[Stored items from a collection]
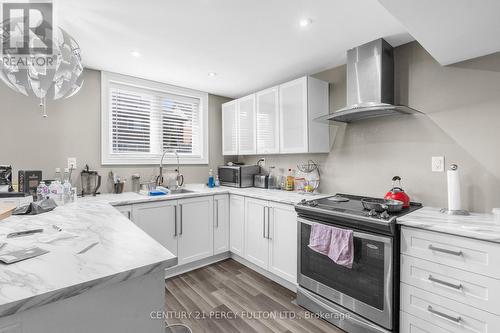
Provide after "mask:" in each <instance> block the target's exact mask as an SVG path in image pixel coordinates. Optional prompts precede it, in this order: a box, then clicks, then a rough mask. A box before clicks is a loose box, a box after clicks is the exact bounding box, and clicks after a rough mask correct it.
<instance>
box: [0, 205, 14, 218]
mask: <svg viewBox="0 0 500 333" xmlns="http://www.w3.org/2000/svg"><path fill="white" fill-rule="evenodd" d="M16 207H17V206H16V205H15V204H11V203H0V220H3V219H6V218H7V217H9V216H11V215H12V212H13V211H14V209H16Z"/></svg>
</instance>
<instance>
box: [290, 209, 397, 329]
mask: <svg viewBox="0 0 500 333" xmlns="http://www.w3.org/2000/svg"><path fill="white" fill-rule="evenodd" d="M313 223H324V224H327V225H332V224H331V223H325V222H322V221H321V220H315V219H309V218H303V217H299V218H298V228H299V232H298V238H299V240H298V242H299V243H298V245H299V253H298V284H299V290H298V299H297V300H298V302H299V304H300V303H301V302H302V303H304V302H305V303H307V304H308V306H306V307H308V308H310V309H312V310H313V311H323V310H325V309H327V310H328V311H330V312H338V313H342V314H344V316H345V315H347V316H351V318H350V319H351V320H350V321H346V320H337V321H331V322H333V323H334V324H335V325H337V326H339V327H340V328H343V329H345V330H347V331H349V332H363V333H364V332H390V331H392V329H393V328H394V327H393V326H394V320H393V319H394V318H393V316H394V297H393V296H394V285H393V283H394V279H393V277H394V272H393V270H394V267H393V262H394V261H393V259H394V258H393V250H394V249H393V246H394V238H393V237H391V236H386V235H381V234H376V233H371V232H366V231H361V230H356V229H354V262H353V265H352V268H351V269H349V268H346V267H343V266H340V265H337V264H335V263H334V262H333V261H332V260H331V259H330V258H328V257H327V256H325V255H322V254H319V253H317V252H315V251H313V250H311V249H310V248H309V246H308V245H309V237H310V233H311V226H312V224H313ZM336 227H342V226H336ZM301 290H302V293H301ZM311 292H312V293H311ZM318 296H319V297H318ZM301 305H302V304H301ZM345 310H347V311H345ZM349 310H350V311H349ZM372 322H373V323H375V324H376V325H373V323H372Z"/></svg>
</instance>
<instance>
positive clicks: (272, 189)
mask: <svg viewBox="0 0 500 333" xmlns="http://www.w3.org/2000/svg"><path fill="white" fill-rule="evenodd" d="M274 169H275V167H274V166H271V167H269V179H268V181H267V188H268V189H269V190H274V189H276V188H278V187H279V186H278V176H277V175H276V174H275V170H274Z"/></svg>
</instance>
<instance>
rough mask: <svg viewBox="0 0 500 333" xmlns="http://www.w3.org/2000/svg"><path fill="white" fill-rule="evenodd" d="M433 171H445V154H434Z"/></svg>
mask: <svg viewBox="0 0 500 333" xmlns="http://www.w3.org/2000/svg"><path fill="white" fill-rule="evenodd" d="M432 172H444V156H432Z"/></svg>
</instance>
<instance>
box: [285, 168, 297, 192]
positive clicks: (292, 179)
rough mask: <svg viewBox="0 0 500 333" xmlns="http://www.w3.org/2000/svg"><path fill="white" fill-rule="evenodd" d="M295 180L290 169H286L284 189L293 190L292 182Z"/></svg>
mask: <svg viewBox="0 0 500 333" xmlns="http://www.w3.org/2000/svg"><path fill="white" fill-rule="evenodd" d="M294 182H295V178H294V177H293V172H292V169H288V176H287V177H286V182H285V190H286V191H293V183H294Z"/></svg>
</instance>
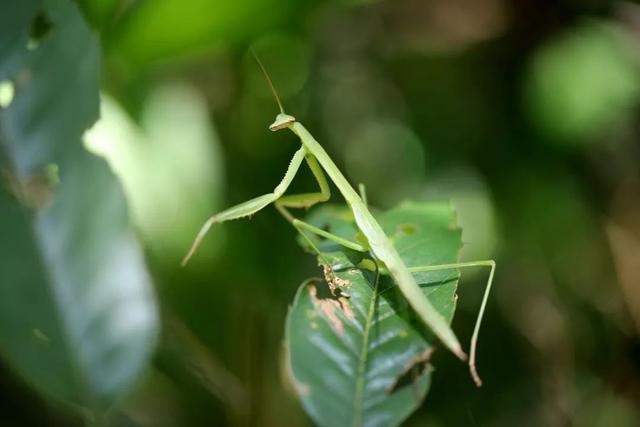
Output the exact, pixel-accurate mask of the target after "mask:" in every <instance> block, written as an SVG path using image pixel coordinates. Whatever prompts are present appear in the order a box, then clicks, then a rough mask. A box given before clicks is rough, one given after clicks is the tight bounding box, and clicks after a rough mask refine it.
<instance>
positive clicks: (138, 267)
mask: <svg viewBox="0 0 640 427" xmlns="http://www.w3.org/2000/svg"><path fill="white" fill-rule="evenodd" d="M26 4H27V3H26V2H9V3H7V4H5V5H4V6H3V10H2V21H3V22H4V21H6V22H11V23H13V22H15V23H20V25H26V27H24V28H13V29H11V31H9V32H7V33H5V32H4V30H3V31H2V32H1V33H0V47H1V51H2V52H3V54H6V56H2V57H0V72H1V73H2V75H0V80H2V81H5V83H4V84H5V86H6V85H7V81H10V82H12V84H13V85H14V86H15V97H14V99H12V100H5V104H6V103H8V102H9V101H11V102H10V104H9V105H8V106H7V107H6V108H5V109H4V110H0V160H1V168H2V172H3V174H2V175H3V176H2V185H1V186H0V236H2V240H1V241H0V356H1V357H3V358H4V359H5V360H6V361H8V362H9V364H10V366H12V367H13V368H14V369H15V370H16V371H17V372H18V373H19V374H21V375H22V376H23V378H25V380H26V381H28V382H29V383H30V384H32V385H34V386H36V387H37V388H38V389H39V390H40V391H41V392H44V393H45V394H46V395H48V396H52V397H55V398H57V399H59V400H62V401H65V402H67V403H70V404H73V405H81V406H83V407H88V408H90V409H92V410H94V411H102V410H104V409H106V408H108V407H109V406H111V405H112V404H113V403H114V401H115V400H117V399H118V398H119V397H120V396H121V394H122V393H123V392H124V391H126V390H128V389H129V388H130V387H132V386H133V384H134V383H135V381H136V379H137V378H138V377H139V375H140V373H141V371H142V370H143V369H144V368H145V366H146V363H147V361H148V358H149V356H150V354H151V352H152V350H153V346H154V342H155V337H156V335H157V329H158V320H157V308H156V304H155V298H154V296H153V291H152V287H151V281H150V277H149V274H148V272H147V269H146V267H145V264H144V259H143V254H142V251H141V248H140V246H139V244H138V242H137V241H136V239H135V237H134V235H133V233H132V231H131V229H130V226H129V224H128V219H127V215H126V206H125V200H124V196H123V193H122V191H121V189H120V186H119V184H118V182H117V180H116V179H115V177H114V176H113V174H112V173H111V172H110V171H109V169H108V167H107V165H106V163H105V162H104V161H102V160H100V159H98V158H97V157H95V156H93V155H91V154H89V153H88V152H87V151H86V150H85V149H84V147H83V145H82V143H81V139H80V138H81V135H82V133H83V132H84V131H85V130H86V128H88V127H89V126H90V125H91V123H92V122H93V121H95V119H96V118H97V116H98V81H97V78H98V74H99V48H98V43H97V39H96V37H95V36H94V35H93V34H92V33H91V32H90V31H89V29H88V28H87V26H86V24H85V23H84V22H83V20H82V17H81V15H80V13H79V12H78V10H77V8H76V6H75V5H74V4H73V3H72V2H70V1H67V0H45V1H43V2H41V3H40V2H37V3H36V2H31V3H30V4H31V5H32V7H31V8H30V9H29V10H28V13H27V12H26V11H27V9H26V8H27V6H26ZM25 16H27V17H28V18H25ZM18 18H19V19H18ZM6 34H10V35H11V40H9V39H6V38H5V35H6ZM16 34H19V37H15V35H16ZM9 46H10V47H11V49H9ZM9 61H10V62H9Z"/></svg>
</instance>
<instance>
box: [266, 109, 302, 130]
mask: <svg viewBox="0 0 640 427" xmlns="http://www.w3.org/2000/svg"><path fill="white" fill-rule="evenodd" d="M295 121H296V118H295V117H293V116H290V115H288V114H285V113H280V114H278V115H277V116H276V119H275V121H274V122H273V123H271V125H269V130H270V131H273V132H275V131H277V130H280V129H285V128H288V127H290V126H291V125H292V124H294V123H295Z"/></svg>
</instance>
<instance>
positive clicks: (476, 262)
mask: <svg viewBox="0 0 640 427" xmlns="http://www.w3.org/2000/svg"><path fill="white" fill-rule="evenodd" d="M467 267H490V268H491V271H490V273H489V278H488V279H487V284H486V285H485V290H484V295H483V297H482V303H481V304H480V310H478V316H477V317H476V324H475V326H474V328H473V335H472V336H471V344H470V350H469V371H470V372H471V378H473V381H474V382H475V383H476V385H477V386H478V387H480V386H481V385H482V379H480V375H478V370H477V369H476V348H477V346H478V335H479V334H480V325H481V324H482V318H483V316H484V311H485V308H486V306H487V300H488V299H489V294H490V293H491V284H492V283H493V274H494V272H495V269H496V262H495V261H494V260H486V261H472V262H458V263H453V264H441V265H426V266H419V267H409V271H410V272H412V273H422V272H427V271H440V270H453V269H457V268H467Z"/></svg>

THE TASK
Count how many lines in the records contain the string "positive" and give only that number.

SOLUTION FOR THIS PROBLEM
4